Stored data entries
[Start of Attachment]
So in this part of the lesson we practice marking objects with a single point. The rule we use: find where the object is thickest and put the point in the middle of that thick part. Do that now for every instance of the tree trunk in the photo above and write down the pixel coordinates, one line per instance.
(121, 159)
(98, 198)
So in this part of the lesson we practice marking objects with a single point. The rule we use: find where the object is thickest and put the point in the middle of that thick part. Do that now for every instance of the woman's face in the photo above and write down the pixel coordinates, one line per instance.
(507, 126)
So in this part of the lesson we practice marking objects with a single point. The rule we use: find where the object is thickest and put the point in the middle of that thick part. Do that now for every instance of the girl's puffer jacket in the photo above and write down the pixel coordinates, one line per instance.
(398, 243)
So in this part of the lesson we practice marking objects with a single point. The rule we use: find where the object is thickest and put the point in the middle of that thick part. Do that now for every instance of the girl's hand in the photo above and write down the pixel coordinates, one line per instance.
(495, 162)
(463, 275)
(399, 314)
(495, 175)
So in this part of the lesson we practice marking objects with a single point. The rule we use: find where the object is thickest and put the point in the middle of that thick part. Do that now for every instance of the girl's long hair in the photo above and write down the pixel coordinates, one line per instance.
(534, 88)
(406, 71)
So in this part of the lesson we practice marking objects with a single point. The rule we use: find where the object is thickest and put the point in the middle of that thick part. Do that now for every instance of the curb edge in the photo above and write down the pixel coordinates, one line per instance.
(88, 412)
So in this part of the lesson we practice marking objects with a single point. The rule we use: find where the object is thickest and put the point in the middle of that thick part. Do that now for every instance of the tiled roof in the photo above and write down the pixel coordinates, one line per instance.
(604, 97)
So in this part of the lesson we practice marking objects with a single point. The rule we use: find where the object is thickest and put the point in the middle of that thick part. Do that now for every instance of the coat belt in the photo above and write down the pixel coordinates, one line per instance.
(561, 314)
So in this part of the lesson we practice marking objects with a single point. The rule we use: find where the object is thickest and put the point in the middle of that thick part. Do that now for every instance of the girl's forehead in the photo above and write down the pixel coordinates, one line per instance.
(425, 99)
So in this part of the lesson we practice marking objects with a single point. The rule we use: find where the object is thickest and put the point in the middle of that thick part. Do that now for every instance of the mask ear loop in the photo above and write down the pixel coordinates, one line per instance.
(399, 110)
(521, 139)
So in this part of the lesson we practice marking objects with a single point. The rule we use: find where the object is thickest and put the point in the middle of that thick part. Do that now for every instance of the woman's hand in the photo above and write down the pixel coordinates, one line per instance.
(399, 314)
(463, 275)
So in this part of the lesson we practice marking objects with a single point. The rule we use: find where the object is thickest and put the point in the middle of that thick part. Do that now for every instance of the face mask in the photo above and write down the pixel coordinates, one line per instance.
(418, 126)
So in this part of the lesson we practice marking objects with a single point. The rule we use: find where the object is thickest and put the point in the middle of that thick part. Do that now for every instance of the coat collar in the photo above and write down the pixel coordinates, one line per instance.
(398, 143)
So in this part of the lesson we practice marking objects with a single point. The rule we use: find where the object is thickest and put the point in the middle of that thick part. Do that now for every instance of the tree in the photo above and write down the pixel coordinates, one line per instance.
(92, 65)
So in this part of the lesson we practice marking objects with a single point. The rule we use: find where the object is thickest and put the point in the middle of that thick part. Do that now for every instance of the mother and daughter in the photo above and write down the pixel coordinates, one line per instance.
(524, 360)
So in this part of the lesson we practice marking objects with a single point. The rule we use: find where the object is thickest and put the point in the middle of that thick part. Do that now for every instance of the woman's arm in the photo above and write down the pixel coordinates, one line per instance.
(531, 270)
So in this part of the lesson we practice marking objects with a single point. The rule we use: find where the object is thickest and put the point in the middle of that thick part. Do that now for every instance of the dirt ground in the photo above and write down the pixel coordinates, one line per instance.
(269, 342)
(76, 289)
[End of Attachment]
### Action item
Your task is to retype the records above exactly.

### Exercise response
So in this part of the lesson we practice marking objects with a single point. The rule we use: find where the object is thickest and put the point in the middle of that thick part. Do that now for every instance of the tree trunk in the photo above and write down the pixel coordinates, one line per instance.
(121, 159)
(98, 198)
So in this part of the lesson we practice marking objects with a single point. The rule we use: find where the object is thickest and put the point in the middle of that thick part. Do that now for every instance of the woman's face in the photo above and write down the pixel coordinates, one line per instance.
(507, 126)
So in this part of the lesson we practice marking objects with a single point. The rule we use: find where the object is thickest and put the point in the middle of that thick part. Do that now for every instance of the girl's puffer jacket in the photo above and write down the pixel coordinates, one line per instance.
(398, 243)
So in this part of the lesson we practice marking objects with a single point. The rule we use: find where the object is thickest and put the point in the middle of that thick part. Do that now for every instance of the girl's hand in the photo above and write down the pixel coordinates, one line per instance.
(495, 162)
(463, 275)
(399, 314)
(495, 175)
So in this part of the lesson we practice marking objects with a single point. The rule we use: find where the object is thickest and put the point in the middle of that thick part. Do that now for every instance of the girl's long hair in the photo above and write down the pixel coordinates, one line per instance.
(534, 88)
(406, 71)
So in this part of the lesson we practice marking objects with a single point. The rule we use: find where the object is thickest and put the point in the middle of that thick part. Do that now for every instance of the curb edge in the photo above and write down the pixel coordinates, one line per instance.
(88, 412)
So in this part of the lesson we practice marking objects with a single point. The rule we use: find where the object is thickest and put the point in the middle of that thick part. Do that now for every instance of the tiled roof in the photo above and write down the pixel coordinates, one line per instance.
(604, 97)
So in this part of the lesson we practice marking objects with a single point. The rule we use: find where the object is thickest and put the point in the middle of that thick part. Do that now for every instance of the coat belt in the photo above and write down the pixel coordinates, one line per instance.
(561, 314)
So in this part of the lesson we practice marking objects with a single point. The rule we use: find where the object is thickest and put the point in the middle of that thick part. Do that now for every instance of the girl's forehead in the photo above and write down the pixel coordinates, one line per instance.
(425, 99)
So in this part of the lesson we practice marking objects with a single point. The rule we use: find where the object is thickest and put the point in the middle of that thick part. Do that now for every instance of the mask ear loop in the photo above and write down the pixel coordinates, one line per instance.
(399, 110)
(521, 139)
So in this part of the lesson we practice marking objects with a single point. The rule we use: find where the object is thickest and put the point in the middle of that thick part. Do that now for every instance of the woman's hand in the photo above and write down the pixel coordinates, one line per instance.
(399, 314)
(463, 275)
So in this part of the lesson we practice marking objects with a single point. The rule we use: find where the object is thickest and put the point in the middle of that thick part. Do that now for every instance of the face mask in the photo above and write down the pixel coordinates, one line per instance.
(418, 126)
So in this part of the lesson we practice marking objects with a single point. The rule we use: find where the object is thickest and put the point in the middle of that thick part. Do that now for every instance of the coat collar in the photo above and write down the pixel coordinates, one line per instance.
(398, 143)
So in this part of the lesson we practice marking objects with a single point. The rule we use: find where the object is thickest and put the point in the middle of that thick part. Do that now for every instance of the tree in the photo above and write down the pixel coordinates, one line per instance.
(92, 65)
So in this part of the lesson we practice marking objects with a single point. The rule we use: find where the object is thickest and put the point in the middle of that thick part. Do that now for every instance of the mother and daughter in the photo above and write down the pixel coordinates, one line per instance.
(524, 360)
So in this part of the lesson we practice marking objects with a single point. The rule we use: find where the object is thickest and put the point in the middle of that thick part. Do that now for every instance of the woman's arm in the photo above and write down the pixel coordinates, one line per instance.
(531, 270)
So in this part of the lesson we practice marking objects with a single point. The rule we use: find where the object is thickest and put the point in the middle of that thick part. Do that now for every instance of the dirt ground in the photo above and write down the pixel coordinates, one line per instance.
(269, 342)
(76, 289)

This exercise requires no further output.